Given exercise —
Can you copy the lines from the one that contains "mark: the innermost point of each instance of the thorny" through the end of the material below, exactly and with nothing else?

▶

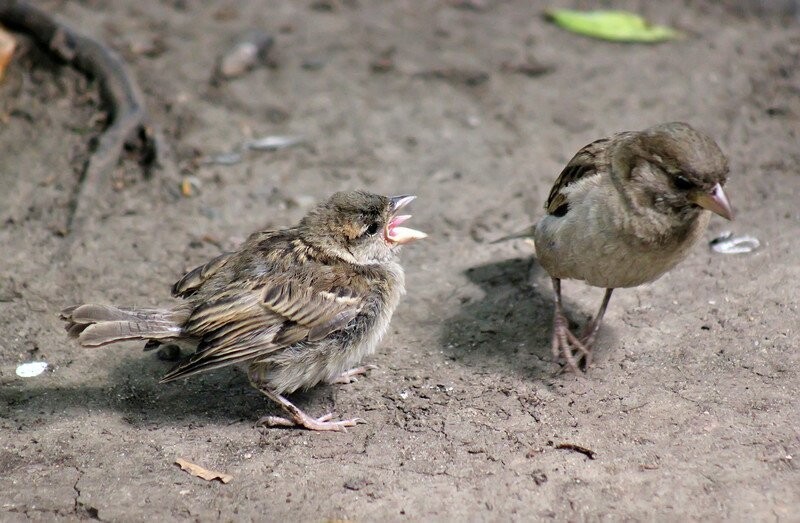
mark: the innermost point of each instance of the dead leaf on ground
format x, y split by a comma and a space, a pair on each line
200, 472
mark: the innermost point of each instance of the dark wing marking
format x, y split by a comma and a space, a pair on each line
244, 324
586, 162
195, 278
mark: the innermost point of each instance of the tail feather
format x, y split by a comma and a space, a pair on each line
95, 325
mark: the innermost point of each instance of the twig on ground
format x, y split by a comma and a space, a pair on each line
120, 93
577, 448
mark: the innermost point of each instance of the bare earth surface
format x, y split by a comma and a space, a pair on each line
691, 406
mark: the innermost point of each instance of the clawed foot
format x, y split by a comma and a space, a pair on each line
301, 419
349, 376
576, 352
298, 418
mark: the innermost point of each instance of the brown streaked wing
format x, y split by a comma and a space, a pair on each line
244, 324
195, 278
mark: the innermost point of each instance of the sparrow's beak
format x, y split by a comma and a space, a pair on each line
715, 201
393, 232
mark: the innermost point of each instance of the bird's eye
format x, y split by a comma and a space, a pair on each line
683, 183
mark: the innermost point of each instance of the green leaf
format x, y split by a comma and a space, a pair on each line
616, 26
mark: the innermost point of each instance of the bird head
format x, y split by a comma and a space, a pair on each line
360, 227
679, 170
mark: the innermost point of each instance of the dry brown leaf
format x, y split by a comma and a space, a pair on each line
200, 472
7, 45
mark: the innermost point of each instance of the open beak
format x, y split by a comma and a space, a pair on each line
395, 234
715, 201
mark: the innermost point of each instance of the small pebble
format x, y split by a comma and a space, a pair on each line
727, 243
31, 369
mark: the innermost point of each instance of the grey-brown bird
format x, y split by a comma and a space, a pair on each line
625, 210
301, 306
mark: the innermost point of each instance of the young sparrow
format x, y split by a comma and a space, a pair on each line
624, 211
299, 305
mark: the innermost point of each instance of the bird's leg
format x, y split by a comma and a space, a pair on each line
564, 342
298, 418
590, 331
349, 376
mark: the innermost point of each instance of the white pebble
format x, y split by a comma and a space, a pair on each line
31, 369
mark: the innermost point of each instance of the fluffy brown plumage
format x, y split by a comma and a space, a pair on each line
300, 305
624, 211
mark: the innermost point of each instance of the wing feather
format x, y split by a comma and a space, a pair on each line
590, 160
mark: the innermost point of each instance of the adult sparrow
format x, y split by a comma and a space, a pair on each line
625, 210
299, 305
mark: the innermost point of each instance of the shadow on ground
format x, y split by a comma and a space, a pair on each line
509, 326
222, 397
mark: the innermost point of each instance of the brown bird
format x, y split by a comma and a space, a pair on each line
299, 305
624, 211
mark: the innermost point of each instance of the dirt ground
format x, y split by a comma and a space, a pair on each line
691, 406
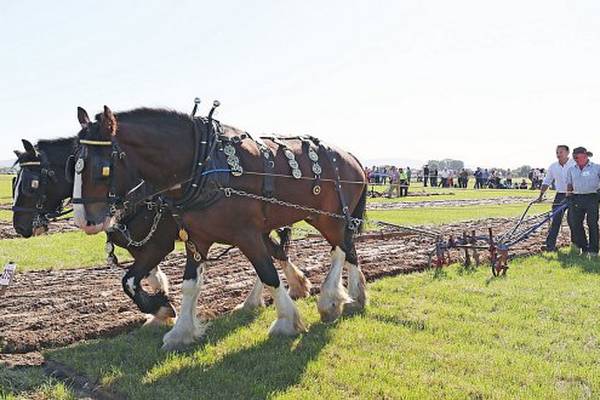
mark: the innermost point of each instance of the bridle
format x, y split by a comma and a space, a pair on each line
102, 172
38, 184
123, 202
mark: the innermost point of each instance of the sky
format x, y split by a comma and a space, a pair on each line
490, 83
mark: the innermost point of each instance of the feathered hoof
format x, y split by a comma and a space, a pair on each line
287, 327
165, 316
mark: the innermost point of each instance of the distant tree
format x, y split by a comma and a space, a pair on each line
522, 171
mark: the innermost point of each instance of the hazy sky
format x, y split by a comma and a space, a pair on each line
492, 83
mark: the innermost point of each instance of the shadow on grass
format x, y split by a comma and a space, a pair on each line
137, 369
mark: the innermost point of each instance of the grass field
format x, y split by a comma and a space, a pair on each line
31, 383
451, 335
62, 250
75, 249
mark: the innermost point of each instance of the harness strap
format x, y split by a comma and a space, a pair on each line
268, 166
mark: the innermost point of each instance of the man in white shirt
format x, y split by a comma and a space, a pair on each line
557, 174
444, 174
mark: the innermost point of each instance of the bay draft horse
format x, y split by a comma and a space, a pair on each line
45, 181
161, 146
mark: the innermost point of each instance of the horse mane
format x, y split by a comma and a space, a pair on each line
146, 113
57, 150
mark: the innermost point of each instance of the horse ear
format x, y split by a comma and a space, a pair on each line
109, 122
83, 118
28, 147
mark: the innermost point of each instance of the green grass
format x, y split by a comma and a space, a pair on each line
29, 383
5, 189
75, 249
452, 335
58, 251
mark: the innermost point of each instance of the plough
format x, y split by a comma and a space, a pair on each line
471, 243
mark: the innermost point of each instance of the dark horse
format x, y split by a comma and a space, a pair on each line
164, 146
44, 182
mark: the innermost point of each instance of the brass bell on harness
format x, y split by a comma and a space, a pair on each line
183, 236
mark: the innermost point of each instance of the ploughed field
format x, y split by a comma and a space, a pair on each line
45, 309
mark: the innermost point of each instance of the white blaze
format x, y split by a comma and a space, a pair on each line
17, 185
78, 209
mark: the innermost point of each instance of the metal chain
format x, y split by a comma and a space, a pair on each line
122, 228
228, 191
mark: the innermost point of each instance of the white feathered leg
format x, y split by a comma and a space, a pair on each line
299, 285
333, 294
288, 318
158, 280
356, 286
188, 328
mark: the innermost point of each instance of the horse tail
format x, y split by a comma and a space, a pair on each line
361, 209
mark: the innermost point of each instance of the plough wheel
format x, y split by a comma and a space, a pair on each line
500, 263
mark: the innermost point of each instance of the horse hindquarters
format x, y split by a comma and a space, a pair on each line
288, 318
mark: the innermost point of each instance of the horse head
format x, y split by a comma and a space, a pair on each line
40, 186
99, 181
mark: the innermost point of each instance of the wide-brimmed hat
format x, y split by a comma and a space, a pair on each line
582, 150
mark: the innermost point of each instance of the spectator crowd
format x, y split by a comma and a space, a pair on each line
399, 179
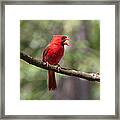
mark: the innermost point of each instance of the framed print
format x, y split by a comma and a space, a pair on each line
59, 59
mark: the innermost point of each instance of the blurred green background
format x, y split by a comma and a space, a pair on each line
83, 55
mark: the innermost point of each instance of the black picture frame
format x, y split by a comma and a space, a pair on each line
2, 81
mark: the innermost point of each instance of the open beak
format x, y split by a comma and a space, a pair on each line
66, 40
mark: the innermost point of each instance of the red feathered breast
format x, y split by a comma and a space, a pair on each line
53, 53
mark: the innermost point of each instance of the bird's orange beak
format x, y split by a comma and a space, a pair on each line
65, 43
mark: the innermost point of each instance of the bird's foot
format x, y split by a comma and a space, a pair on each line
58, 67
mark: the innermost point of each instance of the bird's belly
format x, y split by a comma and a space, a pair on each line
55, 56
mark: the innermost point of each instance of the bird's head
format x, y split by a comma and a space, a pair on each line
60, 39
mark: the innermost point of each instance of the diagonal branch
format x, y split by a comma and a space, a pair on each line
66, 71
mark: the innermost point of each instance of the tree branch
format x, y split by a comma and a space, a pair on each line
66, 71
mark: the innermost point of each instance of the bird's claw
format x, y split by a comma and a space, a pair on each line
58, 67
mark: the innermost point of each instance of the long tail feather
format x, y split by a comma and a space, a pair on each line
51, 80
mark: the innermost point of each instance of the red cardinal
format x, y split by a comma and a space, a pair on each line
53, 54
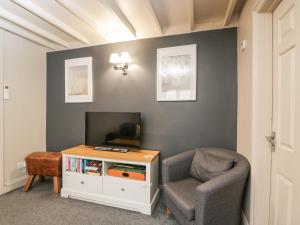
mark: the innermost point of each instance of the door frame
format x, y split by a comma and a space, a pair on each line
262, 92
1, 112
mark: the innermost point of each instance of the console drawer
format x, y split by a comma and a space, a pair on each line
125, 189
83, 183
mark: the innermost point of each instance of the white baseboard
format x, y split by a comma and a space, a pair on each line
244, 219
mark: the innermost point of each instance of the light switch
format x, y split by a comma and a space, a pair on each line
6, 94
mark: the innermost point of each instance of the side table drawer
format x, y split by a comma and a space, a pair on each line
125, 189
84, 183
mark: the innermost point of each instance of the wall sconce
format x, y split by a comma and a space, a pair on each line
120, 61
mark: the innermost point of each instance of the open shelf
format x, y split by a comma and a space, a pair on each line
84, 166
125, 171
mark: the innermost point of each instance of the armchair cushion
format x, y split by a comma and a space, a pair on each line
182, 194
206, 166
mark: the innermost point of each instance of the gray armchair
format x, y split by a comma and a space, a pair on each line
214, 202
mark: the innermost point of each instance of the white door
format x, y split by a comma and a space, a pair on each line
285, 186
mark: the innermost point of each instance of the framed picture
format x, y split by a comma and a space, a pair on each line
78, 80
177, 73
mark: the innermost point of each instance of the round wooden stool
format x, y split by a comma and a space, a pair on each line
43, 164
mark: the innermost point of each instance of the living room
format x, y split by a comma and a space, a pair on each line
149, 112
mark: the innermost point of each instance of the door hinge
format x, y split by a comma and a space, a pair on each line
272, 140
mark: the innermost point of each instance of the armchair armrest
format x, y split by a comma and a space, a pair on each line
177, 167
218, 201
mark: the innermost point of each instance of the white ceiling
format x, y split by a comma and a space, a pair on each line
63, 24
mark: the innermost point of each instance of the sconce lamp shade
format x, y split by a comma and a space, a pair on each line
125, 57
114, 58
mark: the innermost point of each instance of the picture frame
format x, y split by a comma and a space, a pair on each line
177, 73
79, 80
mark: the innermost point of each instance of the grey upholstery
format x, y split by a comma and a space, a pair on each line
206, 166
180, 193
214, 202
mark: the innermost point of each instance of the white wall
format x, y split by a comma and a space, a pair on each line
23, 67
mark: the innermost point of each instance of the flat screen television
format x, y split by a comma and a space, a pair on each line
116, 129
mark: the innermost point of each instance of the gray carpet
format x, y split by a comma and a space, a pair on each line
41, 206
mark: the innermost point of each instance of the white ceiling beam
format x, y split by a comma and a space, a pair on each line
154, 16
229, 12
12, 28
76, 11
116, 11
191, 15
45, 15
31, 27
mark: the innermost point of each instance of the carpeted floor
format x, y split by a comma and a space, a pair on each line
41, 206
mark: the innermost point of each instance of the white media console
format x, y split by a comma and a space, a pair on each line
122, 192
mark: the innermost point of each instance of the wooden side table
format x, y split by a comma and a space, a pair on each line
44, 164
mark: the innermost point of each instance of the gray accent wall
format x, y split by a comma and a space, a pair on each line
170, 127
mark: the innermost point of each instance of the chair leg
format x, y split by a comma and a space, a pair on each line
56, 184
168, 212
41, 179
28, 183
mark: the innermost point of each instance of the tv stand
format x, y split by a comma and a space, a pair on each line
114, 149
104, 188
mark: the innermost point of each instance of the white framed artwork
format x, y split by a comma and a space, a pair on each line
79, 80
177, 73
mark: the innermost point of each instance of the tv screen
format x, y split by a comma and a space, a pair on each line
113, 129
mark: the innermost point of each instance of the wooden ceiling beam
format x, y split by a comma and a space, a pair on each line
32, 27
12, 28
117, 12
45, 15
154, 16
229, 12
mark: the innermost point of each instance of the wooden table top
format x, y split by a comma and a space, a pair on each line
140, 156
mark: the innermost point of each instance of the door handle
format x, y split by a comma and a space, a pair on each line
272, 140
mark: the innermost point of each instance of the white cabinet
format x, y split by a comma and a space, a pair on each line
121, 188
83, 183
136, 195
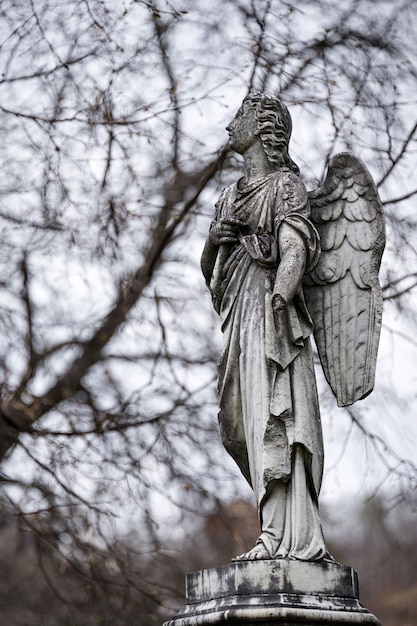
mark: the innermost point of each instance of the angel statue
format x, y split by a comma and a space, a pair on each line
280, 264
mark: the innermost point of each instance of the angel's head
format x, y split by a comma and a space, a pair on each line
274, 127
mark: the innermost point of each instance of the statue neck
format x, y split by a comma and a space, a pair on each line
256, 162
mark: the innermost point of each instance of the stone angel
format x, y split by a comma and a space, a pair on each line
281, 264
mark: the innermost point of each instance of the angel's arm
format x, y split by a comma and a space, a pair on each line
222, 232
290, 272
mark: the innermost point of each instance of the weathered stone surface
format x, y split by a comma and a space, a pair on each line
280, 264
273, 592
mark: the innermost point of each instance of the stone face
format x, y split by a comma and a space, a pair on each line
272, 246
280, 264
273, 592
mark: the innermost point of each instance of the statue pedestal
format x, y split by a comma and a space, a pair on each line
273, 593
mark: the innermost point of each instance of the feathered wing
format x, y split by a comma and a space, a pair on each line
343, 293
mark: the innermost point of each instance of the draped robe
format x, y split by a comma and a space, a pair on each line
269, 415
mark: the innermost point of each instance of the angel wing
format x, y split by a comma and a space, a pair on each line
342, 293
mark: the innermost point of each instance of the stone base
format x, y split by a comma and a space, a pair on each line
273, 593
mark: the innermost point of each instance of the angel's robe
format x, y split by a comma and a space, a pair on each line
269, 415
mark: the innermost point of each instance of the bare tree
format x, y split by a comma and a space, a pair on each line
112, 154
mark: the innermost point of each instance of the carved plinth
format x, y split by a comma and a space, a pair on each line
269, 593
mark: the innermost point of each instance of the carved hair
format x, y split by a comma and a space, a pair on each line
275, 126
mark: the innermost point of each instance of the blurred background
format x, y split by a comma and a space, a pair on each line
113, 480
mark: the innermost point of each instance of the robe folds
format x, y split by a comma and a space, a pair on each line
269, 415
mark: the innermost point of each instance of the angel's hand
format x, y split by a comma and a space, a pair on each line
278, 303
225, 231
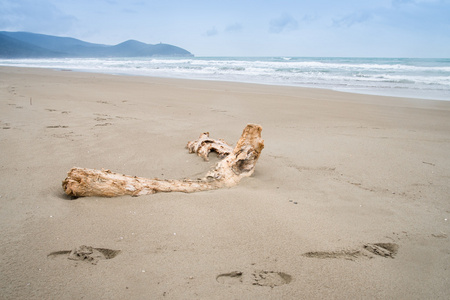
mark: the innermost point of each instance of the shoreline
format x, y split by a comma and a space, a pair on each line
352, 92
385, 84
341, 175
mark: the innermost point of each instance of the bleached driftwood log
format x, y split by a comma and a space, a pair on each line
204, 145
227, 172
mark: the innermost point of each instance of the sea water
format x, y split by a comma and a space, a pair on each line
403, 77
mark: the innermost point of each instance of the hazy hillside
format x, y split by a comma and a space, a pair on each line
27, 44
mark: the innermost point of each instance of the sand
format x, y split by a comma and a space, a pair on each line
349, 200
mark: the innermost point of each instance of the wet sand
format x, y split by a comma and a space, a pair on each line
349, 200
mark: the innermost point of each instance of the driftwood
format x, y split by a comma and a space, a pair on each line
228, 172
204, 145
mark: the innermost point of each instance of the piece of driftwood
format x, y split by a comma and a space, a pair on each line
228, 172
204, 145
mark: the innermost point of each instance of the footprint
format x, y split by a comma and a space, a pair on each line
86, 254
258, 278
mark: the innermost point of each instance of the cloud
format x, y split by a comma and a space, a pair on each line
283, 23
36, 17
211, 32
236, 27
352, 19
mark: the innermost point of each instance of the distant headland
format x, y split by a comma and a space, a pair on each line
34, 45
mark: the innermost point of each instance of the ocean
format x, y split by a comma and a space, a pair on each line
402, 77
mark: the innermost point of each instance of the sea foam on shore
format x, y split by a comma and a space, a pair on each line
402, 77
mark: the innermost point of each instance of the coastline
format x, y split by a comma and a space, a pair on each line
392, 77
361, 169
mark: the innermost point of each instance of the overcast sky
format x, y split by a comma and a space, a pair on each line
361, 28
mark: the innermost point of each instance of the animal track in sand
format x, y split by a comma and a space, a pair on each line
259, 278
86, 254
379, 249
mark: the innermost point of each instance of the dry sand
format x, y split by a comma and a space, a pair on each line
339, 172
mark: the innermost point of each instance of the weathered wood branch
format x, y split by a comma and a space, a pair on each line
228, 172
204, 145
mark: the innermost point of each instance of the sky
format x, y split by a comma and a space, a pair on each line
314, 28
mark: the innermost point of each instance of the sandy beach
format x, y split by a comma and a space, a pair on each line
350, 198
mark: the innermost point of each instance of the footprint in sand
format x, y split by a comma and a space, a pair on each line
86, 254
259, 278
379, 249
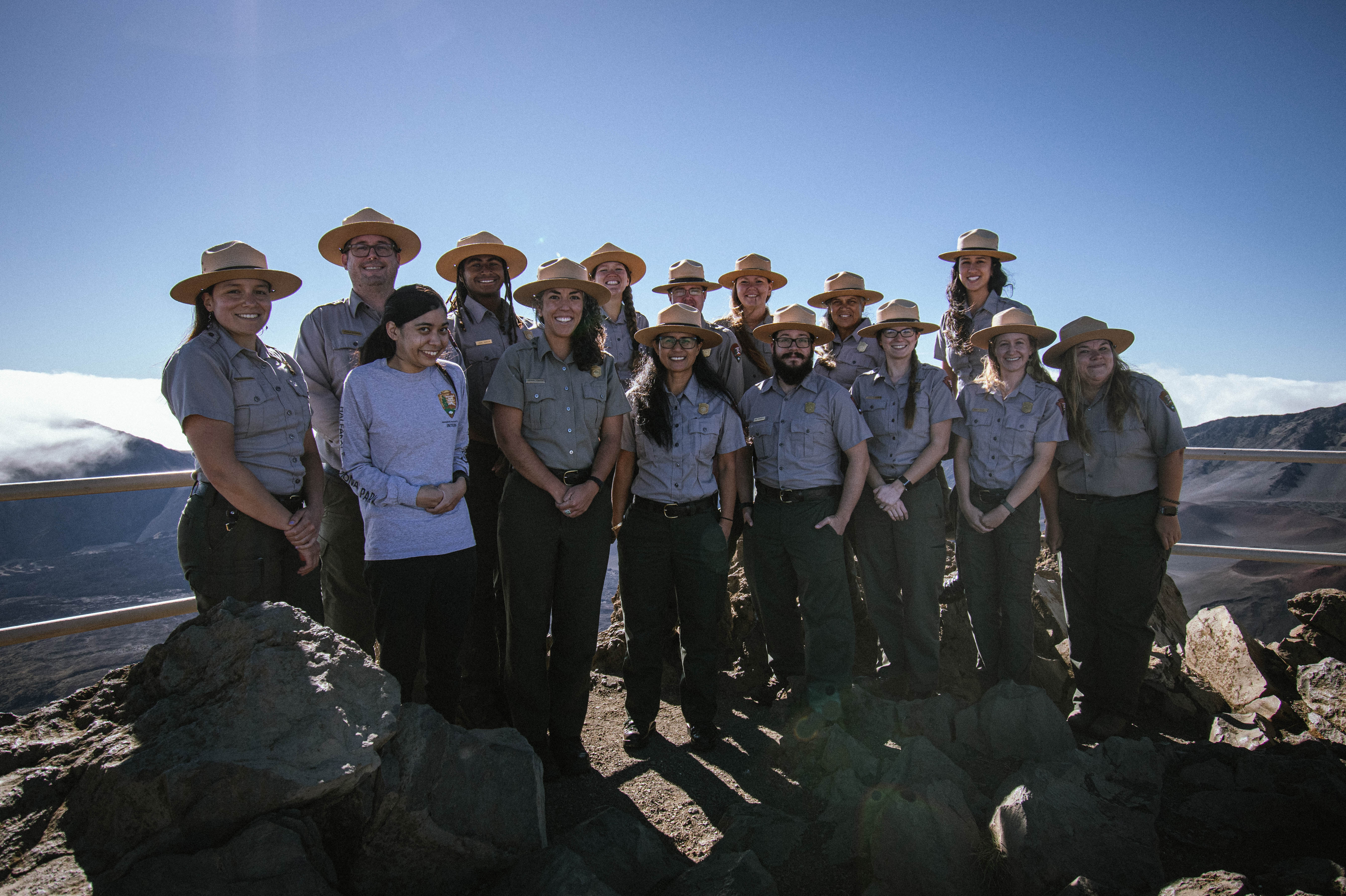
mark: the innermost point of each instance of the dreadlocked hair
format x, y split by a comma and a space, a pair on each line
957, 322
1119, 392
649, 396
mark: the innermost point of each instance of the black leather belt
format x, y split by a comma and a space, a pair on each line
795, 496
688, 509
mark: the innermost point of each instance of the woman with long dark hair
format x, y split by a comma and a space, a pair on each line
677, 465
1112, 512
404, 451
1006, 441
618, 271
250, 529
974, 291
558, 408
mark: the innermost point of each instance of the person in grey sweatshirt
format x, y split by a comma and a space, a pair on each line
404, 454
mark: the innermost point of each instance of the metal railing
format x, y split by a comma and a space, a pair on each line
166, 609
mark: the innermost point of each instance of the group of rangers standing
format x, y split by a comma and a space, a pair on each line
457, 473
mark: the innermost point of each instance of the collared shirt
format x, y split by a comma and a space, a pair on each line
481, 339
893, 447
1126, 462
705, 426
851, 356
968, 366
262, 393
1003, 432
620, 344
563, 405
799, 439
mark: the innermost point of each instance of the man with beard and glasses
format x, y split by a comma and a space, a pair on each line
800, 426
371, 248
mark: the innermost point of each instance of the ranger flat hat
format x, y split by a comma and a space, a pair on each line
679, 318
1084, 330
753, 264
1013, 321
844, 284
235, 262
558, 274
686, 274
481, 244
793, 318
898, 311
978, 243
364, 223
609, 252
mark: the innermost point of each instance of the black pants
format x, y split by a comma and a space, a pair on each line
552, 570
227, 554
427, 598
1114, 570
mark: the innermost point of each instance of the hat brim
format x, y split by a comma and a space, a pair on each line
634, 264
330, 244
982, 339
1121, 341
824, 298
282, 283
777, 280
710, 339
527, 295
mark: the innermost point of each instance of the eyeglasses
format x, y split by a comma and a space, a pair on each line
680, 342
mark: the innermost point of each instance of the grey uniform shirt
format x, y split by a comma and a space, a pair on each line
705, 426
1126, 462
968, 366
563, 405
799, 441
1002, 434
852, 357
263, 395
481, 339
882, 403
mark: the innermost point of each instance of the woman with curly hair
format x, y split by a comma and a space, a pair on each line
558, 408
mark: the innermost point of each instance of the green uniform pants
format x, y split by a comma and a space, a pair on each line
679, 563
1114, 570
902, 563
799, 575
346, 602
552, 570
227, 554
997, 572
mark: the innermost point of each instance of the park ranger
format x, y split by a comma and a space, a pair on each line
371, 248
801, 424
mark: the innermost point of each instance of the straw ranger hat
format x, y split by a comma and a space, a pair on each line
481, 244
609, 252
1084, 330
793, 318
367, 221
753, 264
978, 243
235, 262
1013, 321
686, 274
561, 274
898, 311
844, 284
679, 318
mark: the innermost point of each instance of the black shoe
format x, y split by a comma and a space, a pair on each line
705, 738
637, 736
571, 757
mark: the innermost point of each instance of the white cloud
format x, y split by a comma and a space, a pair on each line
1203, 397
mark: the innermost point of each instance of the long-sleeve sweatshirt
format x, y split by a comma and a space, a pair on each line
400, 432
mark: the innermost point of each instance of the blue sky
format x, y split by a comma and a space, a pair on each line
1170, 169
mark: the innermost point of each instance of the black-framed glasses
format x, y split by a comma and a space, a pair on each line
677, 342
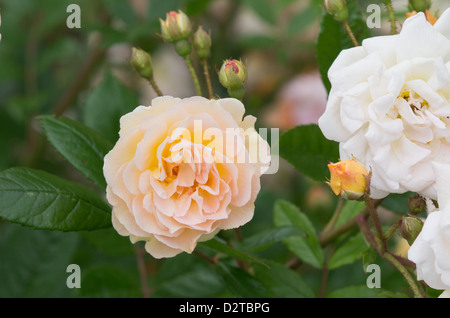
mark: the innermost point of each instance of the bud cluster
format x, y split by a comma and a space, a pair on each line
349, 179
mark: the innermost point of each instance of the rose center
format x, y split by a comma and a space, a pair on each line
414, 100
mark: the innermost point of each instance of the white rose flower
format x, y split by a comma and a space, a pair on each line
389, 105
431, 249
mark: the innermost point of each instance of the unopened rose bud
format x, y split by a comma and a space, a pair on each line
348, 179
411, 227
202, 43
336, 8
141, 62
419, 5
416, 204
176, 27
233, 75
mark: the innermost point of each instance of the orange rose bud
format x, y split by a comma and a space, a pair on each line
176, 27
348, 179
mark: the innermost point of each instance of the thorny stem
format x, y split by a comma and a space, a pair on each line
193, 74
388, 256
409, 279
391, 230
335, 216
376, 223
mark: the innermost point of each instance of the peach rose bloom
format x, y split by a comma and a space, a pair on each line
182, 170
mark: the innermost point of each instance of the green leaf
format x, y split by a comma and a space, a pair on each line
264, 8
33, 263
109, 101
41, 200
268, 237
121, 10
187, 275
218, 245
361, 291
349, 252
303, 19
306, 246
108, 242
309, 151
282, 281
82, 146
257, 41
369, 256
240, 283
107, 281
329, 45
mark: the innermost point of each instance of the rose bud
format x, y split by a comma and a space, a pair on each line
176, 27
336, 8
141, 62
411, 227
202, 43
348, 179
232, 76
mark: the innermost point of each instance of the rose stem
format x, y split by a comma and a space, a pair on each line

◀

Exercise response —
mark: the innermost point of each instance of the thorny stem
format x, y split by a comma and a space, a pair on each line
193, 74
388, 256
409, 279
391, 230
335, 216
376, 223
mark: the innermost point of each instance of the peach rose bloom
format x, y split by a comma and a space, a pair on each line
182, 170
mark: the innermost point of each instance of the green leaf
format x, y split by a comma and a space, a pair on each line
264, 8
33, 263
109, 101
41, 200
268, 237
121, 10
187, 275
218, 245
361, 291
349, 252
303, 19
306, 246
108, 242
309, 151
282, 281
82, 146
257, 41
369, 256
240, 283
107, 281
329, 45
mark: the innermost point of each instance of the rose bud
format x, y split by a comma and a space, a pair on each line
176, 27
336, 8
141, 62
411, 227
202, 43
348, 179
232, 76
mark: the innermost point of each instance of the rose stem
format x, y split by a comma and a space, a pair on each line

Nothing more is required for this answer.